Volontariat Günther Mimm, 2014

Manuela Erber-Telemaque

Am 5. Juli 2014 ging mein Abenteuer los. Mit viel Übergepäck und einer Mischung aus Vorfreude und Angst vor dem, was uns erwartet, flogen David Troppmair und ich nach Afrika. Am nächsten Tag landeten wir zur Mittagszeit in Kinshasa, wo wir am Flughafen abgeholt werden sollten.

Leider war unser Kontaktmann Fredi aber nicht am Flughafen und wir hatten keine Möglichkeit ihn zu erreichen. Nach einer Stunde beschlossen wir, dass wir uns ein Taxi nehmen und selbst zu unserer Unterkunft fahren. Dieses Vorhaben gestaltete sich schwerer als gedacht, da unser Taxifahrer nicht wusste, wo diese ist. Nach einer langen Suche klingelte endlich unser Telefon und Fredi war auf der anderen Seite der Leitung. Schlussendlich hat er uns dann abgeholt und zur “Maison d‘Accueil “, unserer Herberge, gebracht. Dort besprachen wir den Ablauf des morgigen Tages. Wir hatten noch ein paar Dinge in Kinshasa zu erledigen, bevor unsere Reise weiter ging. Zuerst hatten wir einen Termin mit Professor Muyembe, den wir an seinem Institut auf der Universität von Kinshasa trafen und bei dem wir uns Gefäße für unsere Wasserproben abholten. Danach ging es zum Handy-Geschäft wo wir einen Internetstick für Manuela besorgt haben.

━━━

## Aufgabenstellung
Schreiben Sie den Reisebericht über die Ankunft in Kinshasa im Anschluss an seinen letzten Satz weiter. Das Material hat mit dem Reisebericht nichts zu tun.

## Bereitgestellte Daten
━━━

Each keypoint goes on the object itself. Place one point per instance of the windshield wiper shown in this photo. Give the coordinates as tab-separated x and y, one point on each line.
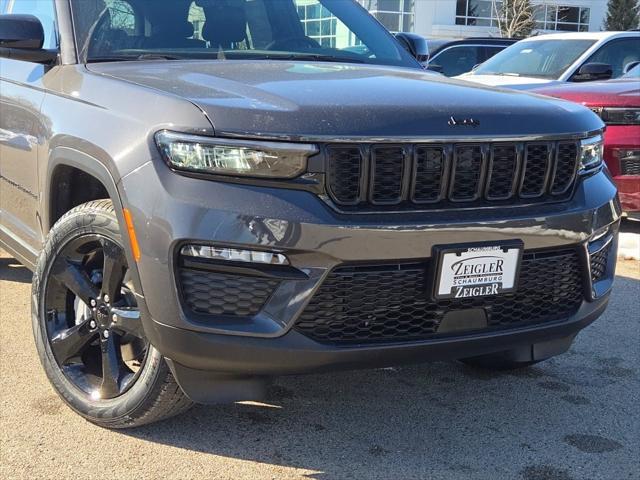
132	58
318	57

━━━

## Ergebnis
Wir hatten nicht damit gerechnet, dass diese Termine den ganzen Tag in Anspruch nehmen würden. Da wurde mir zum ersten Mal bewusst, die Uhren ticken hier etwas anders als in Österreich, und zwar sehr langsam. Am Nachmittag redeten wir mit unserem Kontaktmann über die Weiterreise nach Tshumbe. Er meinte, dass der Flug, den wir vor einem Monat übers Internet gebucht hatten, nicht mehr existiert. Im ersten Moment dachten wir, er macht einen Witz oder irrt sich, aber schnell hat sich herausgestellt, dass die kongolesische Airline die Hälfte aller Flüge von und nach Lodja wirklich gestrichen hat. Zum Glück gab es noch eine private Airline, welche den Flughafen Lodja anflog. Also besorgten wir uns erneut Tickets für einen Flug und checkten auch gleich unser Gepäck ein. Unsere ersten zwei Tage im Kongo waren  anstrengender als gedacht. Am 8. Juli um 6 Uhr früh fuhren wir dann endlich zum Flughafen und bestiegen eine Propeller-Maschine die nicht gerade neuwertig aussah. Der Flieger war vollgestopft mit Leuten und Gepäck. Ich hatte noch nie Flugangst, aber nach diesem Flug war ich heilfroh wieder festen Boden unter meinen Füßen zu spüren. Am Flughafen Lodja wartete bereits Manuela zusammen mit Fabien auf uns.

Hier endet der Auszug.